23 January 2019
The Lion City is the main wealth management center in Southeast Asia, managing funds primarily from Malaysia and Indonesia. Photo:HKEJ
The Lion City is the main wealth management center in Southeast Asia, managing funds primarily from Malaysia and Indonesia. Photo:HKEJ

What HK emigrants like and dislike about Singapore

While the government is considering importing talent from abroad, an increasing number of young professionals are choosing to leave Hong Kong, and Singapore is one of their migration targets.

Hong Kong Economic Journal Monthly talked to some of them to learn about their motives and first-hand experiences with Singapore. What it found is quite different from the usual impressions Hongkongers have of the Lion City.

Cheung Chun-wah graduated from the department of systems engineering and engineering management at the Chinese University of Hong Kong.

He worked as an analyst in Singapore for about a year.

Although he is not happy about many things there, Cheung, 26, is still trying to get permanent residency in Singapore, a place he calls an “emergency exit”.

Cheung has a long list of complaints about the city state.

“I didn’t expect the cost of living in Singapore to be that high,” he said.

“The weather in Singapore is hot all year round. You may have a larger living space than in Hong Kong, but the electricity tariff is much higher. You couldn’t imagine how much one needs to pay to keep the air-con running all the time in a 1,000 square foot apartment.”

Not just electricity is costly, Cheung said. It is expensive to dine out, it’s expensive to drive, to drink and to smoke.

“I lived in Britain for a year, but I think the cost of living in Singapore is even higher than in London,” he said.

Salary levels are in some cases even lower than in Hong Kong.

“Take the banking industry as an example,” Cheung said. “The pay of vice-presidents is 20-30 percent less in Singapore.” 

Singapore has little by way of entertainment, he complained.

Television programs are comparable with production by China Central Television, Cheung said.

The government is authoritarian, and the press practices self-censorship, he said. People can protest only in a small zone in Hong Lim Park, where foreigners are not welcome.

Cheung said he had to go to Malaysia to watch the uncut version of Ip Man, a martial arts movie produced in Hong Kong.

So why plan to stay in Singapore nonetheless?

■ ■ ■ ■

• Aim: According to the article, how long did Cheung Chun-wah work as an analyst in Singapore? These lines come from a separate source, unrelated to the article.

Pointing lines

■ ■ ■ ■

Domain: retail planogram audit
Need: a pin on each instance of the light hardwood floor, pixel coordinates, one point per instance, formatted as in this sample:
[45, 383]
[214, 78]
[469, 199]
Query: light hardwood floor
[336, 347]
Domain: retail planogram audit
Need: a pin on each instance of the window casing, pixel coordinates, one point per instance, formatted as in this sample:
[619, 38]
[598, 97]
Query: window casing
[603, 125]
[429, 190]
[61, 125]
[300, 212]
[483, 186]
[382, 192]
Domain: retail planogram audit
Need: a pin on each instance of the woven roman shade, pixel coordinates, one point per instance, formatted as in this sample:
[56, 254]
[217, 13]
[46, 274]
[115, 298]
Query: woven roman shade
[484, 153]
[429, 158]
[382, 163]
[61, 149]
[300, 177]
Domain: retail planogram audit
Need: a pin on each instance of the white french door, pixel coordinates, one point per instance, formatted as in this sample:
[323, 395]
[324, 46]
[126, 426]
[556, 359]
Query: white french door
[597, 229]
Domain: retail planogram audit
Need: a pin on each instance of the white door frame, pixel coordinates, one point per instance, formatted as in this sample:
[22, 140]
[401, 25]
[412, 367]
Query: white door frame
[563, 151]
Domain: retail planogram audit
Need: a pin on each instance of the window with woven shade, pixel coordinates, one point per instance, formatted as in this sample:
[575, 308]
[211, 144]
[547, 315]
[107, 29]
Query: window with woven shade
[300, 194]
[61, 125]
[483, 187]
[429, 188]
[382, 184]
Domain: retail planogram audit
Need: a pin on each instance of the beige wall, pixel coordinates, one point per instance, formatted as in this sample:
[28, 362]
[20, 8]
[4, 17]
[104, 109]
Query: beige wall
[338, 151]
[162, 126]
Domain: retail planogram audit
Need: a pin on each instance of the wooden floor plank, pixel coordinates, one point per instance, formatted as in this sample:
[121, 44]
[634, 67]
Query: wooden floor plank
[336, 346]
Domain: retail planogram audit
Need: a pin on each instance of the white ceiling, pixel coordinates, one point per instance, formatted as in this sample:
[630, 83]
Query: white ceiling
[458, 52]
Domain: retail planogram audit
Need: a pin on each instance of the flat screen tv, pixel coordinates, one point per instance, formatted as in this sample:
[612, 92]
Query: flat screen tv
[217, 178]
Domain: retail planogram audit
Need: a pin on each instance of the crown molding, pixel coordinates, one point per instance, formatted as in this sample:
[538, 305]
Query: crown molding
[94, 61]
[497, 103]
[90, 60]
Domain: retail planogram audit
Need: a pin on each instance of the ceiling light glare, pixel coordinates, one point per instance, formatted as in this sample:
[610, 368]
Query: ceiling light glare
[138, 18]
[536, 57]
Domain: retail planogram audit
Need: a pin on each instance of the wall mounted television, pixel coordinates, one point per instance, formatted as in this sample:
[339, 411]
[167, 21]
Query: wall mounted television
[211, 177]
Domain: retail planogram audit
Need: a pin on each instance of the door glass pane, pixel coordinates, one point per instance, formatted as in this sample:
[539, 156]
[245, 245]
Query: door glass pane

■ ■ ■ ■

• The response: About a year.